* start Recorded information *

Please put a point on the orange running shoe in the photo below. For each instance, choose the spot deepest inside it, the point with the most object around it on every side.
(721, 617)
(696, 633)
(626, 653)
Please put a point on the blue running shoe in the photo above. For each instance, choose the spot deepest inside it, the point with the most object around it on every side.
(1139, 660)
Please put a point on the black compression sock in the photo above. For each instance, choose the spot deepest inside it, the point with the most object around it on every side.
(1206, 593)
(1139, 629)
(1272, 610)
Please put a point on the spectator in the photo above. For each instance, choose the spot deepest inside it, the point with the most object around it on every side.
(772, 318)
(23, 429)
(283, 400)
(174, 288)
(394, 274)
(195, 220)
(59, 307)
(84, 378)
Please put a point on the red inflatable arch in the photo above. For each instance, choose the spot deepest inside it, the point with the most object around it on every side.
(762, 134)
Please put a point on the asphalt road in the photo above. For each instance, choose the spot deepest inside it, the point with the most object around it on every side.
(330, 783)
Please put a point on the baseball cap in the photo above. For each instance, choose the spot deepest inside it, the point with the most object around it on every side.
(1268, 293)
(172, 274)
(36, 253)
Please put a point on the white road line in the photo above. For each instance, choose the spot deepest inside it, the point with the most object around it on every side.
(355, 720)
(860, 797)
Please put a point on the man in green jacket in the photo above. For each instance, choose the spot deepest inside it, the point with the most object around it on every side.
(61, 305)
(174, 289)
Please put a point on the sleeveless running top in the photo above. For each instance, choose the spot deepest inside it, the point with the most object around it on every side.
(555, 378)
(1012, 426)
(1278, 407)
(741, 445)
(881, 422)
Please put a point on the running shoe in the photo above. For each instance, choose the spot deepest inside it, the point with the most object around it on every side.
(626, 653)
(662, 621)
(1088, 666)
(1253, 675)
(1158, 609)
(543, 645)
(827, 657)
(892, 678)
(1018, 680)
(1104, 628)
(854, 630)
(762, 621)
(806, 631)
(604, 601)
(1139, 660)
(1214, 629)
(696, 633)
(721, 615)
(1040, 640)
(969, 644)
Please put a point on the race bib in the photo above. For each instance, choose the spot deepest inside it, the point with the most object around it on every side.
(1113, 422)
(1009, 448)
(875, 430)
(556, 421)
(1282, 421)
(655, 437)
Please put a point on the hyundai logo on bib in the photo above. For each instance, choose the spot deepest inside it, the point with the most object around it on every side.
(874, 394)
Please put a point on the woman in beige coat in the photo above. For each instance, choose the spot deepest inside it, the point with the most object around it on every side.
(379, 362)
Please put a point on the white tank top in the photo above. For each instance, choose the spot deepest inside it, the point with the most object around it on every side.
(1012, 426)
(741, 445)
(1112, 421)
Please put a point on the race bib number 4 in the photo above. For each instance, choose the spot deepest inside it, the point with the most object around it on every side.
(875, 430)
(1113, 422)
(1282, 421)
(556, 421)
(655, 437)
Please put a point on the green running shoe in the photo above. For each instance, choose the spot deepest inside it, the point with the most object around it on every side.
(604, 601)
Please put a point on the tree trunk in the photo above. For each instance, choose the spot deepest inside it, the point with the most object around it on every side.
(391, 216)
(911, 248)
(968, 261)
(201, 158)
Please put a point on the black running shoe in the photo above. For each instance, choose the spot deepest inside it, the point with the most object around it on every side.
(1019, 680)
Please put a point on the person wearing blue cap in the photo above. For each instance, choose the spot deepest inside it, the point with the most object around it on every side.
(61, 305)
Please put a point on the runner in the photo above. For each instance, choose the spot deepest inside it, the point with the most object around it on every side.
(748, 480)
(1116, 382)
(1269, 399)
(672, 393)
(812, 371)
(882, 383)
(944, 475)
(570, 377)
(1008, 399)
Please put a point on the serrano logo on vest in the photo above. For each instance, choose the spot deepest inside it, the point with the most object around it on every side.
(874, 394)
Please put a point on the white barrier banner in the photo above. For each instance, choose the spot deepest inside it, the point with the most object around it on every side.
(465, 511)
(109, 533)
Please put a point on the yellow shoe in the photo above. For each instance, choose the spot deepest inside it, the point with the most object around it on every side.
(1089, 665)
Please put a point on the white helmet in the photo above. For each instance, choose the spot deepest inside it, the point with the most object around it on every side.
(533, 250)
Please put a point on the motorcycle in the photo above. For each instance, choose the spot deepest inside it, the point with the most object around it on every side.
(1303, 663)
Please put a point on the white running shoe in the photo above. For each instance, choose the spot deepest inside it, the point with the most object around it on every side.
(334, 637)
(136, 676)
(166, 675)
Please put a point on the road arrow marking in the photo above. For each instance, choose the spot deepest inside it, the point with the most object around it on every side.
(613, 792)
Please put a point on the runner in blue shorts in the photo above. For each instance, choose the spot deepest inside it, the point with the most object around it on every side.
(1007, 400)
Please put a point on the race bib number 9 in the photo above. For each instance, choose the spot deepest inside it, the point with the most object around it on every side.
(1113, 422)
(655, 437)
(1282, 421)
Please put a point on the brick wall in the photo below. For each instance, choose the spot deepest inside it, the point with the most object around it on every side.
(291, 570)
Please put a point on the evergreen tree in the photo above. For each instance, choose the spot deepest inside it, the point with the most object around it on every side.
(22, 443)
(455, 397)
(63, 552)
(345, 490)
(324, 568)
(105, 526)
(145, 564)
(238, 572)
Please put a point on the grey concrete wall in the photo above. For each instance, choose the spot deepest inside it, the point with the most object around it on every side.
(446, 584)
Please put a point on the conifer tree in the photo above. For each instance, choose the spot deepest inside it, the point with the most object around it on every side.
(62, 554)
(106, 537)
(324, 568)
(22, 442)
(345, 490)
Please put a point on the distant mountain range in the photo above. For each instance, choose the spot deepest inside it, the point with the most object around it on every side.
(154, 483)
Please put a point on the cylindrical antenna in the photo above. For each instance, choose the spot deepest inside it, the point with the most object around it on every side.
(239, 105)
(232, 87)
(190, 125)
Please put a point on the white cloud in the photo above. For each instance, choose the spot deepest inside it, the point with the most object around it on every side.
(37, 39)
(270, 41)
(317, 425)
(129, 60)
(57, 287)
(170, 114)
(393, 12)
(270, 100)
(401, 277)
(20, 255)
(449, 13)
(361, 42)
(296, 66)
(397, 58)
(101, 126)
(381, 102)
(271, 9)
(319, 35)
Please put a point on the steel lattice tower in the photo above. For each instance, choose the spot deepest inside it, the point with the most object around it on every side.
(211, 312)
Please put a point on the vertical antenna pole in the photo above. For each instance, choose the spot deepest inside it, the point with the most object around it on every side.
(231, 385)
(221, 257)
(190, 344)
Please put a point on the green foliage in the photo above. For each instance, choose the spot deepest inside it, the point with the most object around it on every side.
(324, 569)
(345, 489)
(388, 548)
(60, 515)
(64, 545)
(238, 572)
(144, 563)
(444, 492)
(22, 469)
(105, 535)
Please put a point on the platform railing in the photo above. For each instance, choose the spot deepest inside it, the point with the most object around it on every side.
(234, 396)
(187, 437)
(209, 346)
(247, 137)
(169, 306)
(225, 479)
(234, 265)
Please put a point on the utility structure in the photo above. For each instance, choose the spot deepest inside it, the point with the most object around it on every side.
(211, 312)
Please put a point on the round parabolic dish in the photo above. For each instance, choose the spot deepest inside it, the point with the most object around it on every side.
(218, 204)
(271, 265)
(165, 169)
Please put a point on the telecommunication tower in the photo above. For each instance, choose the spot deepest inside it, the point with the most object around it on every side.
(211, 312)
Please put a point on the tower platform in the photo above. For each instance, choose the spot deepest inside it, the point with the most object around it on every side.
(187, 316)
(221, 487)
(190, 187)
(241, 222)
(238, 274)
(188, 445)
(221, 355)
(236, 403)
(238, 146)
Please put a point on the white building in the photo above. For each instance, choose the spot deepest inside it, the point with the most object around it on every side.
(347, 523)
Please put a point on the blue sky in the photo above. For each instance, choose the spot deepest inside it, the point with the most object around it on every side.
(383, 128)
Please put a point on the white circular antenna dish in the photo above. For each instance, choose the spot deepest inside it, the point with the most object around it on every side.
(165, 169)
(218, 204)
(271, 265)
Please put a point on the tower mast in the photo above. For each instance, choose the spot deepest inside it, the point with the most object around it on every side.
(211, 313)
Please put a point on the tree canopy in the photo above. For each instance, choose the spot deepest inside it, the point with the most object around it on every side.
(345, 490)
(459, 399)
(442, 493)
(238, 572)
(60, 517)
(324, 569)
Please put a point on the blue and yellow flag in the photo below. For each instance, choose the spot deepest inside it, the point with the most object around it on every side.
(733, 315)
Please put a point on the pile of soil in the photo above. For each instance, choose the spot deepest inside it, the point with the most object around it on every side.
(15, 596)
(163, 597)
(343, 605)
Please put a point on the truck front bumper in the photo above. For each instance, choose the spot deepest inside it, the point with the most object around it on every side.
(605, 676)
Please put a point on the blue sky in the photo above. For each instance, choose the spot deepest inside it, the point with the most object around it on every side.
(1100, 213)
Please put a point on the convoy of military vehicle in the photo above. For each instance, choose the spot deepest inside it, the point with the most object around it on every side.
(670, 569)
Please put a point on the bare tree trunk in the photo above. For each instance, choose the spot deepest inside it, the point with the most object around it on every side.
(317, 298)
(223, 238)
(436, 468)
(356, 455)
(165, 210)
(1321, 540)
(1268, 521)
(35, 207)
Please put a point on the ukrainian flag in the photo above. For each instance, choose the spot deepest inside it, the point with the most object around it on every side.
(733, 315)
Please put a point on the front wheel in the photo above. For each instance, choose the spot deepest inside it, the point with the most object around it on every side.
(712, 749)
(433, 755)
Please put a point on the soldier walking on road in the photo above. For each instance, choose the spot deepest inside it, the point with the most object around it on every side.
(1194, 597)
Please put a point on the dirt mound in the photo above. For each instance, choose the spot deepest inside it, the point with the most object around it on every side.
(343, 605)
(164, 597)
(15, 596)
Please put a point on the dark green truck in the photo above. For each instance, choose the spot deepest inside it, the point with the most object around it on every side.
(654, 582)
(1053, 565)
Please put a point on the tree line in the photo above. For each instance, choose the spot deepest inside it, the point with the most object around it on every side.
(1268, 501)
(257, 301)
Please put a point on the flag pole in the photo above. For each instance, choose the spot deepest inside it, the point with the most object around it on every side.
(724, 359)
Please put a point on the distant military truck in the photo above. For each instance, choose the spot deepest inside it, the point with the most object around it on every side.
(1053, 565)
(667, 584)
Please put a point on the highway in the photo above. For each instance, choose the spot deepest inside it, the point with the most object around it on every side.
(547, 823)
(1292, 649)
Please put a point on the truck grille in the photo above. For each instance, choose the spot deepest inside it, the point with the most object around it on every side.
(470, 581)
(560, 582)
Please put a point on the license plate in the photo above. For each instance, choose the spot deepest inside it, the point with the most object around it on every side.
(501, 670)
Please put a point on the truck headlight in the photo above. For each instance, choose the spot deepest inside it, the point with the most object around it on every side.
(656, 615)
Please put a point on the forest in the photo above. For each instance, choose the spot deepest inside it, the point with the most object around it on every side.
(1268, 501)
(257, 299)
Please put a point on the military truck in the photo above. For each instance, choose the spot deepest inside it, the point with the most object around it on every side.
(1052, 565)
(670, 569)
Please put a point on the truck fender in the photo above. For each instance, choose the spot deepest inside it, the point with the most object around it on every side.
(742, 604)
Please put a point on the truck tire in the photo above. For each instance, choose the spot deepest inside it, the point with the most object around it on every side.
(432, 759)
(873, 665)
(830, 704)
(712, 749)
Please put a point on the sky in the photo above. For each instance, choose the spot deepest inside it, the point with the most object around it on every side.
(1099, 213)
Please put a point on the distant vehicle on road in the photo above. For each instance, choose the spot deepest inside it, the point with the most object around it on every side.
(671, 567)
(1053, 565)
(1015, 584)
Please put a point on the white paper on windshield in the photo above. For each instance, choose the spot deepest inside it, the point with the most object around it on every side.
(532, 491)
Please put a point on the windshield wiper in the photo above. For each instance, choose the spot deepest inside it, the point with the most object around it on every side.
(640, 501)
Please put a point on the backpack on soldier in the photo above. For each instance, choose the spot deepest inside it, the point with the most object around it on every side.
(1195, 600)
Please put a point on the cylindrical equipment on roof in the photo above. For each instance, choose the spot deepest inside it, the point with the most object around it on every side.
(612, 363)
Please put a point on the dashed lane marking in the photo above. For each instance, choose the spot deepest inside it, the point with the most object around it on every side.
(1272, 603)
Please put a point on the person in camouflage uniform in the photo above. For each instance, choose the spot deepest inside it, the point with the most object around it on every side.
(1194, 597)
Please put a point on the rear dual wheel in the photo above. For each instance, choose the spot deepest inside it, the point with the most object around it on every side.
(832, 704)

* end Recorded information *

What you need to do:
Would you give again, word for word, every line from the one with "Please put a point on the truck fender" through the final line of the listing above?

In response:
Please put a point on the truck fender in the photo above. For each instance, choose the spot deepest inside it, the point with the most object around it on every side.
(742, 604)
Please put a point on the truck tire in the photo above. For each instance, choose the spot deepest inside it, the point with the most object around it on every side.
(432, 759)
(873, 665)
(830, 704)
(712, 749)
Please put a point on the sky in the photo above. For each instance, choose the spot deepest inside it, the point with the most object around it on every side.
(1099, 213)
Please put a point on the distant vehicle on road in the photo above. For each instance, choose the spot deepest inside it, the point with the most object around it on every side.
(671, 567)
(1053, 565)
(1015, 584)
Please put a point on the white paper on windshield in the photo above. For each instance, choose the spot deepest inside it, the point with the most object around it on every side.
(532, 491)
Please put a point on the windshield wiper in the photo above. For each instance, choose the spot deepest inside it, the point with the most object around it on every side.
(640, 501)
Please put a point on the backpack on soldier in the photo above. For each instance, choose the spot deepest inside it, the point with the most object around it on every side.
(1195, 600)
Please put a point on the cylindrical equipment on roof in the photo above. For each instance, choose the spot deepest inside it, the point with the most object around it on every side.
(612, 363)
Please put a point on the dashed lane marking in the photo above. For each instance, choose the spot deepest inside it, the point with the most object around it on every side.
(1272, 603)
Please put a point on the person in camouflage uniform in the photo above. For each instance, choose the spot deepest inside it, the point with the most object around it on every side.
(1194, 597)
Please put a point on the rear dual wheel in the photo above. For each instance, choose the spot deepest inside it, the point with the most object around it on every side.
(832, 704)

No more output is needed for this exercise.